-- Text block --

From France’s sun-kissed Mediterranean coast to the azure waters of Italy’s Adriatic beaches and Russian Black Sea resorts, health authorities are trying to make a COVID-19 shot as much part of a European vacation this summer as sunscreen and shades for those who are not yet fully vaccinated.
The vaccinations for vacationers campaign comes with lockdowns easing in many European countries, despite concerns about variants, and nations looking to breathe new life into their ailing tourism industries.
It’s all part of an effort to maintain momentum in campaigns to protect against the pandemic that has killed more than 1 million across the continent, including in the European Union, the UK, and Russia.
The new drive to take shots to tourists is a way of adapting to Europe’s annual summer migration, when it seems whole cities empty of their residents for weeks. Those long absences from home pose a particular challenge for many nations European, where public health systems often focus on delivering vaccines to people based on where they live.
In Britain, where 70% of adults already are fully vaccinated, campaigns now are aimed at the younger generations with walk-in pop-up clinics in parks, a recent event complete with DJ at the Tate Modern museum, and shots on offer to music lovers at the Latitude Festival.

-- Activity A --
According to the article on vaccinating vacationers in Europe, what share of adults in Britain are already fully vaccinated?
-- Activity B --
In the article on vaccinating vacationers in Europe, turn the paragraph beginning "In Britain, where 70% of adults" into a short list of its main facts.

-- Supplied material --
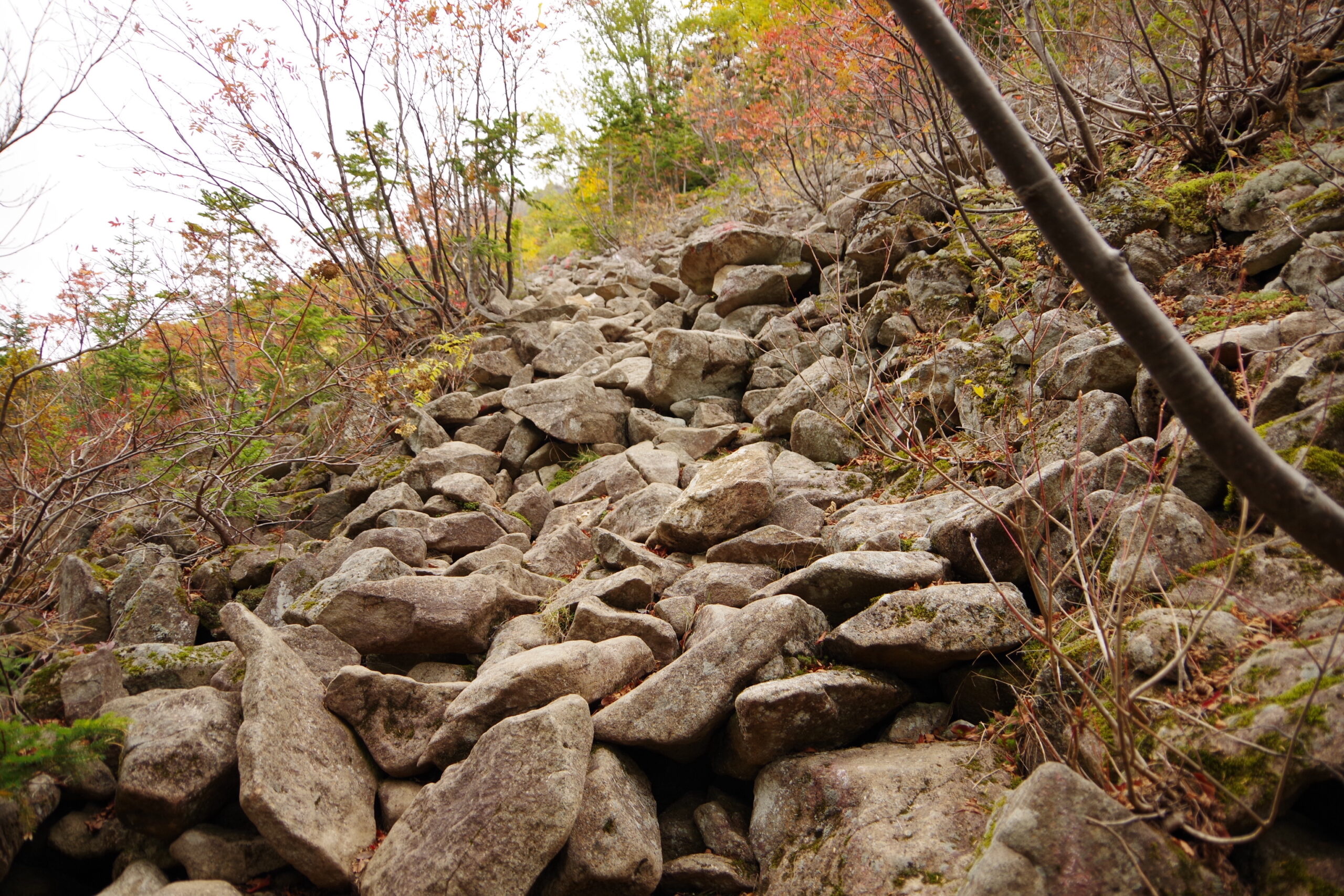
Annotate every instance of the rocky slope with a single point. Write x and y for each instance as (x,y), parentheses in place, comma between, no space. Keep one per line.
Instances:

-- Exercise solution A --
70%

-- Exercise solution B --
- 70% of adults in Britain are already fully vaccinated.
- Campaigns there now target younger generations.
- Walk-in pop-up clinics operate in parks.
- A recent event at the Tate Modern museum included a DJ.
- Shots are offered to music lovers at the Latitude Festival.